- Information provided -
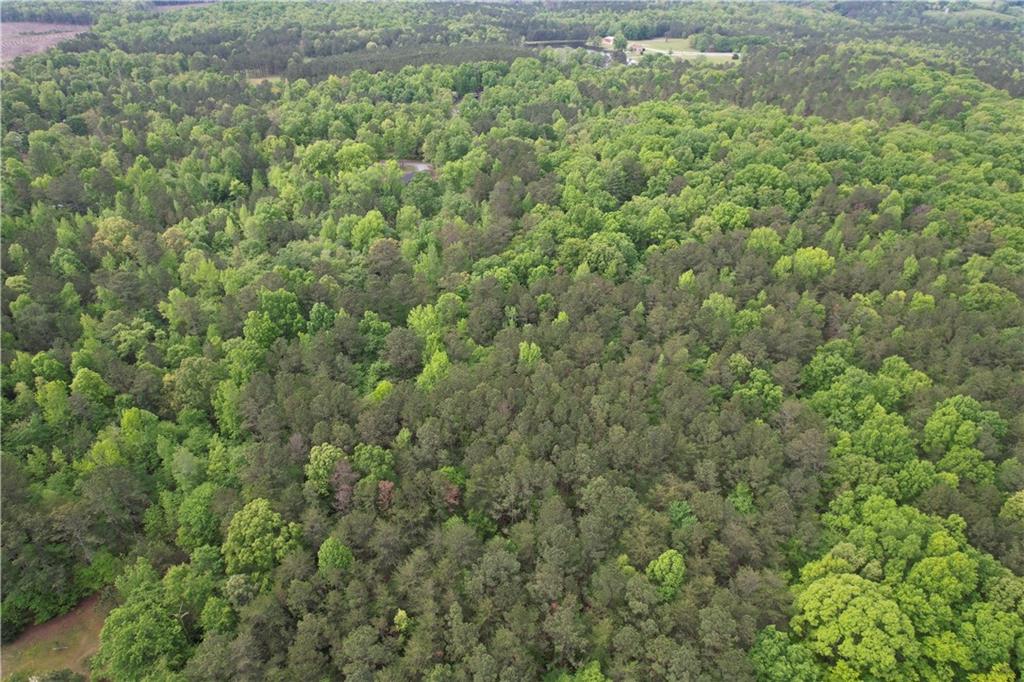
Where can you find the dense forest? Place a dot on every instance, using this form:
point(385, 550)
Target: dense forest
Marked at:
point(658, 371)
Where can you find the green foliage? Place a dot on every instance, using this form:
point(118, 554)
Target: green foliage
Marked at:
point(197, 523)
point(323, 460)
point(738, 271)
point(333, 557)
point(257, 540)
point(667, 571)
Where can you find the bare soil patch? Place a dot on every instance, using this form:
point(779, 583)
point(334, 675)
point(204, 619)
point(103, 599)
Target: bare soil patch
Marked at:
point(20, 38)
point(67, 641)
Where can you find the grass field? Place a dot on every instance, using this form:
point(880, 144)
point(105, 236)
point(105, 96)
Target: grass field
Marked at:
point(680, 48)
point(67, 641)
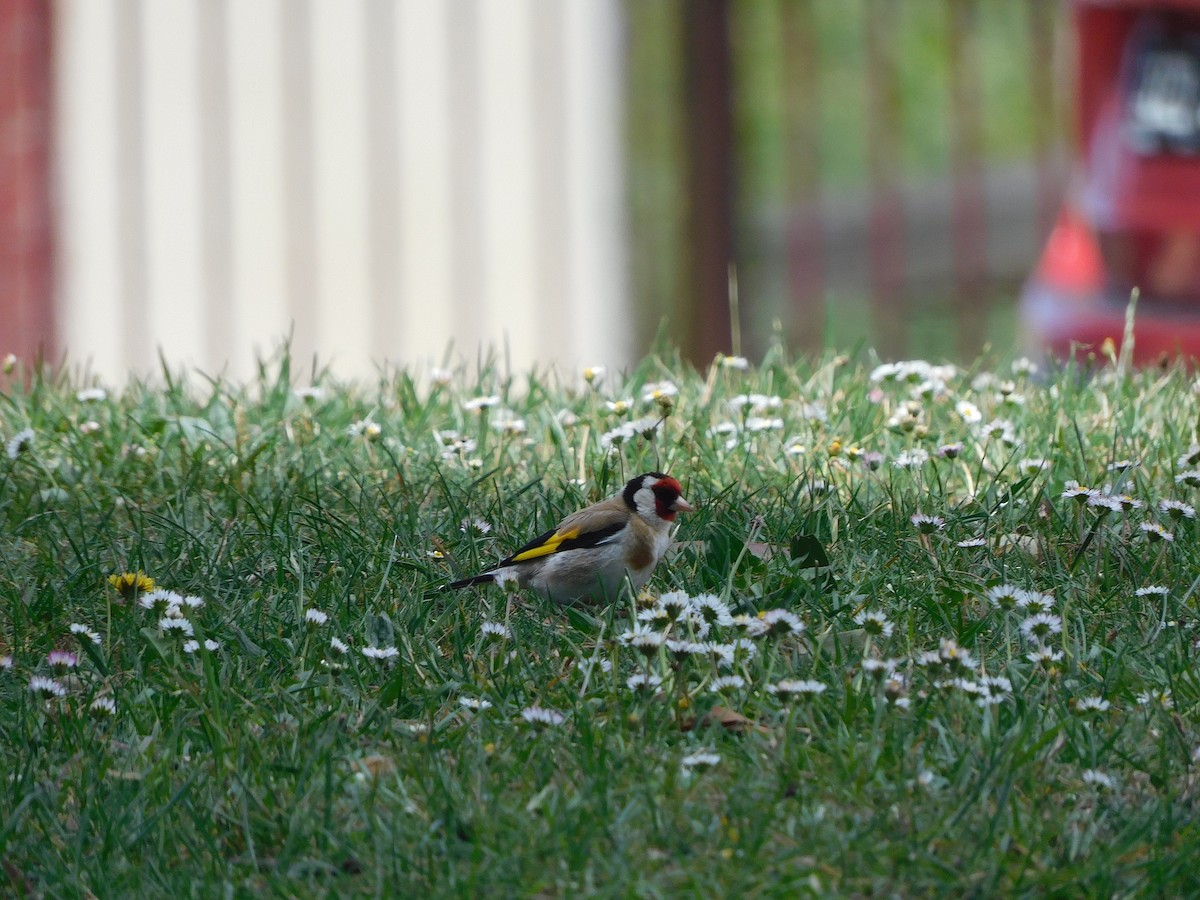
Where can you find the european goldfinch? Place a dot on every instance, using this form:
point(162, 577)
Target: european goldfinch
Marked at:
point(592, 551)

- Exercise goal -
Could you reproduce the records above exactly, leaving out every picture?

- Result -
Where can you find the dense forest? Place a dot on every instance, using this form:
point(385, 550)
Target: dense forest
Marked at:
point(658, 371)
Where can you find the green foliage? Place a dot on every instance, using this form:
point(118, 554)
Target: green foliage
Marked at:
point(197, 523)
point(323, 460)
point(738, 271)
point(333, 557)
point(257, 540)
point(667, 571)
Where can you find the bare soil patch? Place a dot on every instance, using this form:
point(779, 583)
point(334, 675)
point(204, 619)
point(103, 599)
Target: bare soil patch
Marked at:
point(20, 38)
point(67, 641)
Where can you find the grass field? Place a dot on every instance, using this form:
point(880, 144)
point(105, 236)
point(105, 96)
Target: grass field
Marked at:
point(680, 48)
point(67, 641)
Where can you find the european goldfinch? Place a dot on every instance, using this form:
point(162, 577)
Target: european goldfinch
Marked at:
point(592, 551)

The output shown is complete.